[Data items]
'''

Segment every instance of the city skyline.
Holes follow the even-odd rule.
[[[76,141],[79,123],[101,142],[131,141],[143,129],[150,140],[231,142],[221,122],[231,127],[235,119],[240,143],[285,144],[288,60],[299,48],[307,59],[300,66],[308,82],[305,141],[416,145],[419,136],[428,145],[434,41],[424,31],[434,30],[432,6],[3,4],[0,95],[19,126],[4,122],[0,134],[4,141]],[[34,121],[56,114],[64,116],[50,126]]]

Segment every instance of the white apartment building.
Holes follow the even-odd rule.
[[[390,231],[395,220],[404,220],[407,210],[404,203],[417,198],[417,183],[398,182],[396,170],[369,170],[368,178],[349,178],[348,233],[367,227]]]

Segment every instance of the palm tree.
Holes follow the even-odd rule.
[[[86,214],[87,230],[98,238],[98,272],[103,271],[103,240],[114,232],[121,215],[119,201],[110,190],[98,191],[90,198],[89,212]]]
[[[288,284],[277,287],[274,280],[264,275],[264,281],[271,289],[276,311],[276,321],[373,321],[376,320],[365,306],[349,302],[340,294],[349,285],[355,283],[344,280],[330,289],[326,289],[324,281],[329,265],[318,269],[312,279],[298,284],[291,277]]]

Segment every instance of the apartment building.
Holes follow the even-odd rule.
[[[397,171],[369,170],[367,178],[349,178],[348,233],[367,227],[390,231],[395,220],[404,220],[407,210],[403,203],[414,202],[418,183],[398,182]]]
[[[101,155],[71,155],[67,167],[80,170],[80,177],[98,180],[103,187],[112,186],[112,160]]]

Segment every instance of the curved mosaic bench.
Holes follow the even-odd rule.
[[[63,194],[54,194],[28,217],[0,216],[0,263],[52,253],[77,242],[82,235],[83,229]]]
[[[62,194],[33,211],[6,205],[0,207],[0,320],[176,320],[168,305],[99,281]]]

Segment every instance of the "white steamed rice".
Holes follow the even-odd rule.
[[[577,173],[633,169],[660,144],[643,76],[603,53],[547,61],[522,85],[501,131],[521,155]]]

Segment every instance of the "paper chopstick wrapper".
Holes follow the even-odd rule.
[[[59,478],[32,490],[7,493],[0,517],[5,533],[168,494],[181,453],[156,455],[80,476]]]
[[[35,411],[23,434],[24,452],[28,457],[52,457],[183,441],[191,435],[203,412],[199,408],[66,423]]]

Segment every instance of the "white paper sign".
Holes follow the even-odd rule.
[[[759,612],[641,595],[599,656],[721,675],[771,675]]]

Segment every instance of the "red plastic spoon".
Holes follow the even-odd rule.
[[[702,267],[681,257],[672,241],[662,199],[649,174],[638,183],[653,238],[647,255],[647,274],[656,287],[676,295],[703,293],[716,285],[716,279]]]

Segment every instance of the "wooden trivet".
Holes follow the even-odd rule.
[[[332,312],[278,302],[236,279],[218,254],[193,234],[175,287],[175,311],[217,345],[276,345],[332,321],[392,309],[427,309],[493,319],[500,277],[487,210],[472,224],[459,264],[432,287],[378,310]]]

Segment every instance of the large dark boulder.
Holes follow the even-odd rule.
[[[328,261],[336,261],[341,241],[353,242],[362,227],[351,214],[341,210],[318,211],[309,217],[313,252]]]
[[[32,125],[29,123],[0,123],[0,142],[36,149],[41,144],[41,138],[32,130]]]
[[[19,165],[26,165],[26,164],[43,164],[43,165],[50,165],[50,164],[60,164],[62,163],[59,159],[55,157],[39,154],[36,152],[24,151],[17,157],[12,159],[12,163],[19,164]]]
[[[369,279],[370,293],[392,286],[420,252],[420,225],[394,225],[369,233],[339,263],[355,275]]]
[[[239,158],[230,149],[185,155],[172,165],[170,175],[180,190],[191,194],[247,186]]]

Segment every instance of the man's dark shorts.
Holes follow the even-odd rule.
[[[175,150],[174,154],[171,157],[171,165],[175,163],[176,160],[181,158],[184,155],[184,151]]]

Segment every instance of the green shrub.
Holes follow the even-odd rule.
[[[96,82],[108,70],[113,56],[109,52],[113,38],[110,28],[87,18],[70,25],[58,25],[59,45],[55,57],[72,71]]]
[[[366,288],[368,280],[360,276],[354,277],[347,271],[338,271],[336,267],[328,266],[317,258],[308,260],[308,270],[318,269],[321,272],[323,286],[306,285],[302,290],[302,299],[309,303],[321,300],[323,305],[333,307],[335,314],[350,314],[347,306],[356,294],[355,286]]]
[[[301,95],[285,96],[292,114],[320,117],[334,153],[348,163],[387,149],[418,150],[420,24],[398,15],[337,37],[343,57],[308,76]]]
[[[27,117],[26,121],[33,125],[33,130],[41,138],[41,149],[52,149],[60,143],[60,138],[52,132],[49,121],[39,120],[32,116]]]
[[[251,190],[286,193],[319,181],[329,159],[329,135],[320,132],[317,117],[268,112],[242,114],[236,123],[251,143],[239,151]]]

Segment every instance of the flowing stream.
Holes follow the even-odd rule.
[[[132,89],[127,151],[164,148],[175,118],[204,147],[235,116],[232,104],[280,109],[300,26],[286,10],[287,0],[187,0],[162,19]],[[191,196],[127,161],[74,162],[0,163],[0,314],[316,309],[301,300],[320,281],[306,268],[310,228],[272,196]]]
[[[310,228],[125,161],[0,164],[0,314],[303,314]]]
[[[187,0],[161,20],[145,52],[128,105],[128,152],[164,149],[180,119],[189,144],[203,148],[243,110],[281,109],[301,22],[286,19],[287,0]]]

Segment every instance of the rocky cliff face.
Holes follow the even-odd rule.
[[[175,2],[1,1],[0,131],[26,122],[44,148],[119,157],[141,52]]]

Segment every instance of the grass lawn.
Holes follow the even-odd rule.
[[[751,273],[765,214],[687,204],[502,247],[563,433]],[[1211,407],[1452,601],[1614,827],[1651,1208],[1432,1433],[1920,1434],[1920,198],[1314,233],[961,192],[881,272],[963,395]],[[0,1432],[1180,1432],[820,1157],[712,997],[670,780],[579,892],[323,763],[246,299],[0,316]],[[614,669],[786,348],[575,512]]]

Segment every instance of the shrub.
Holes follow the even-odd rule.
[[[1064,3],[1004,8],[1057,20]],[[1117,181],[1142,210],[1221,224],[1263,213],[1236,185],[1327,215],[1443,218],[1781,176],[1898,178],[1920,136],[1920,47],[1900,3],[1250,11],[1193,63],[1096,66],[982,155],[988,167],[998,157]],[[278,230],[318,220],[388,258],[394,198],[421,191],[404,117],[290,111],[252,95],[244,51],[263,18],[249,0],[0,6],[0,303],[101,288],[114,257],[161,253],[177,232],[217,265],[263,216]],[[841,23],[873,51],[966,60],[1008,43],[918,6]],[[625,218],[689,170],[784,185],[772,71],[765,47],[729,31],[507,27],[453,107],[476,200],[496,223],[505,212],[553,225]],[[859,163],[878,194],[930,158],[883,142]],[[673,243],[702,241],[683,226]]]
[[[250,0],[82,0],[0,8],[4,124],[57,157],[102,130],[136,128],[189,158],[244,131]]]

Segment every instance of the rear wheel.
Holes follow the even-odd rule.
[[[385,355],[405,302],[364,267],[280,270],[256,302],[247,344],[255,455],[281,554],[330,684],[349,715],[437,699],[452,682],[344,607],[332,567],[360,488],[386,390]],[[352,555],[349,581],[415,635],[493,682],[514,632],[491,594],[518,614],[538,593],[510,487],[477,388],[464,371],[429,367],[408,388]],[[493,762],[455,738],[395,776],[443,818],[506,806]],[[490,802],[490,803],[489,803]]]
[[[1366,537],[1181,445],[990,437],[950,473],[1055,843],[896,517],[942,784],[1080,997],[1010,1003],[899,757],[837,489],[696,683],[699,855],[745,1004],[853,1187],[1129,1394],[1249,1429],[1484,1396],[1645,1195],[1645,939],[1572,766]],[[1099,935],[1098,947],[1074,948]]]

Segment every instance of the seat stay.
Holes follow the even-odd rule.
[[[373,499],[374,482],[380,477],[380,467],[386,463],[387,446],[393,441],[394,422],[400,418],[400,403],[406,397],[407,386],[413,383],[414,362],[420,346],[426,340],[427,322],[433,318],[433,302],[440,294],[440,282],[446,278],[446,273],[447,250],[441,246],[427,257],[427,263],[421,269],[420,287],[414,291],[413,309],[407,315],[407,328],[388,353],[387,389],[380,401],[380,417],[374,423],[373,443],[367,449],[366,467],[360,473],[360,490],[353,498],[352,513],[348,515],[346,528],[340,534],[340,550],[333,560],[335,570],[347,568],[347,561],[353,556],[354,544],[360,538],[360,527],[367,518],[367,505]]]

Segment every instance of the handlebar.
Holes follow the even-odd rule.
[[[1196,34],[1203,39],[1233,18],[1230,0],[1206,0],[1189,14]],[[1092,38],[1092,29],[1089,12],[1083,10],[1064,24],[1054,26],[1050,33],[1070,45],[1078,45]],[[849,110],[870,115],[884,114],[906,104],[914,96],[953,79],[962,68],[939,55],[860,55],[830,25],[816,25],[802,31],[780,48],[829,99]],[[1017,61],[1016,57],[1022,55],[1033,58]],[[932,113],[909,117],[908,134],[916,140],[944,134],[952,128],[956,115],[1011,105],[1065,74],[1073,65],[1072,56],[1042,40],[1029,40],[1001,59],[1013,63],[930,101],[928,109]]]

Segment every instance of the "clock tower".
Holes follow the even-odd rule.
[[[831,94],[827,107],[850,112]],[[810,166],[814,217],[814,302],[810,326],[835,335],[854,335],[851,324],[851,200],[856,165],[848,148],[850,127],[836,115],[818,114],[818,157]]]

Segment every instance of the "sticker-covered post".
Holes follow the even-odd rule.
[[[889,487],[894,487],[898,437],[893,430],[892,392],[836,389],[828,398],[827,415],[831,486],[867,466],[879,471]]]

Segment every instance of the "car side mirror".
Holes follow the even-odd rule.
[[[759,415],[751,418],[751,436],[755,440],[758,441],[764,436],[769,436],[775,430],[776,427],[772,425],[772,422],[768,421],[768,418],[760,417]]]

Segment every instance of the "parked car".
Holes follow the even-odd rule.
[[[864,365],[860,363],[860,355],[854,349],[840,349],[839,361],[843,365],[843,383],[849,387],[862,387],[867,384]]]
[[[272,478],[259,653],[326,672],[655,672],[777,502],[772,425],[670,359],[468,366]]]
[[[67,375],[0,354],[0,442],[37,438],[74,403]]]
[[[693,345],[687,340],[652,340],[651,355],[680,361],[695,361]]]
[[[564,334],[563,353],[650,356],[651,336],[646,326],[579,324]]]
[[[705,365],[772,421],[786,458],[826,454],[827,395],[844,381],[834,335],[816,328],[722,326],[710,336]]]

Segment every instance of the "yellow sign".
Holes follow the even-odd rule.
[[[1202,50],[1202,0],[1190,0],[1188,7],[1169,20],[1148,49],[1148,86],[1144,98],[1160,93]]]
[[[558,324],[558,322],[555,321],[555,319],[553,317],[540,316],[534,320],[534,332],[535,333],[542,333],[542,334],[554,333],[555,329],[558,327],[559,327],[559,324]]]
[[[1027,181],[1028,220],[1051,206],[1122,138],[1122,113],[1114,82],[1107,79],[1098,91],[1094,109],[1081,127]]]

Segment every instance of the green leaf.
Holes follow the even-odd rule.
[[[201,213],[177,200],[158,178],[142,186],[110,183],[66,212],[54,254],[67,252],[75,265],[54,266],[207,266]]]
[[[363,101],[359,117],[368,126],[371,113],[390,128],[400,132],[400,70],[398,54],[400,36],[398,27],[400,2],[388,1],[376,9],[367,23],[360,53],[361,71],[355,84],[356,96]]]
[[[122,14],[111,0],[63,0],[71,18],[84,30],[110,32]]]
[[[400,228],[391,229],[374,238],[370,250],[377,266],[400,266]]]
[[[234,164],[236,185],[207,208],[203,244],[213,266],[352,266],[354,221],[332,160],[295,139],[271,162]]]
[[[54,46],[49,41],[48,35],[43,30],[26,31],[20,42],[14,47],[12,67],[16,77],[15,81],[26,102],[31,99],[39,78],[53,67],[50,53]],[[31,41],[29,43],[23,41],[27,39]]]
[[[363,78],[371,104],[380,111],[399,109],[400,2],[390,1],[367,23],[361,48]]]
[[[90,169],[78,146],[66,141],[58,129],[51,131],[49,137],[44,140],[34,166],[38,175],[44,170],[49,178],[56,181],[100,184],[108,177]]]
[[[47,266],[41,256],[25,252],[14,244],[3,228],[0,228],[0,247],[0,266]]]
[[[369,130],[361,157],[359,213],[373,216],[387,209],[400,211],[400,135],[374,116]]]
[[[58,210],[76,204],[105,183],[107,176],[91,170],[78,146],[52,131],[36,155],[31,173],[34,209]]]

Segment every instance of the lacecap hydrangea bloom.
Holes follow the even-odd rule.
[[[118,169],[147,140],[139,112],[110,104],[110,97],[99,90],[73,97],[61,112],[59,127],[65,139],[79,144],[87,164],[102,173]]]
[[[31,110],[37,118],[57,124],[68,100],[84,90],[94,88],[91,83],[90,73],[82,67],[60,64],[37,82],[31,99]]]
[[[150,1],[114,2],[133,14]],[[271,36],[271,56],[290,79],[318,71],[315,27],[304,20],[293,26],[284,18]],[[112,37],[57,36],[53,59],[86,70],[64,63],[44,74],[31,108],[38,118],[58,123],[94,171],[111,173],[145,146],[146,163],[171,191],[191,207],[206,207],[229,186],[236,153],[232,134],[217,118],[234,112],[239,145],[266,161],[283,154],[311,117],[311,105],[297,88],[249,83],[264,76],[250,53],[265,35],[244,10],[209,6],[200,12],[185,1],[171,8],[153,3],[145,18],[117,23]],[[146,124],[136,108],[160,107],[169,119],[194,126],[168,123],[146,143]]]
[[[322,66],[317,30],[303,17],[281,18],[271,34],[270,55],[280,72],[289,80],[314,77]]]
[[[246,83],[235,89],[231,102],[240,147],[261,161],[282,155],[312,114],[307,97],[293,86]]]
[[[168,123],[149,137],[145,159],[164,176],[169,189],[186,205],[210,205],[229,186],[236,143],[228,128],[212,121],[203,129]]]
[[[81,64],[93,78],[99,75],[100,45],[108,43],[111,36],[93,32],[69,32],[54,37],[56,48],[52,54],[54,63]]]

'''

WHAT YOU HAVE TO DO: Set down, exactly as they appear, the lines above from the first one to the line that holds "Segment every instance of the white", both included, please, and no others.

ANSWER TO THIS EXERCISE:
Segment every instance of the city skyline.
Holes follow the even-odd rule.
[[[76,141],[79,123],[101,142],[131,141],[143,129],[150,140],[231,142],[221,122],[231,127],[235,119],[240,143],[285,144],[288,60],[299,48],[307,59],[300,66],[308,82],[305,141],[416,145],[419,136],[428,145],[434,41],[424,31],[434,30],[432,6],[3,4],[0,95],[19,126],[4,122],[0,134],[4,141]],[[34,121],[56,114],[64,116],[50,126]]]

Segment every instance of the white apartment building.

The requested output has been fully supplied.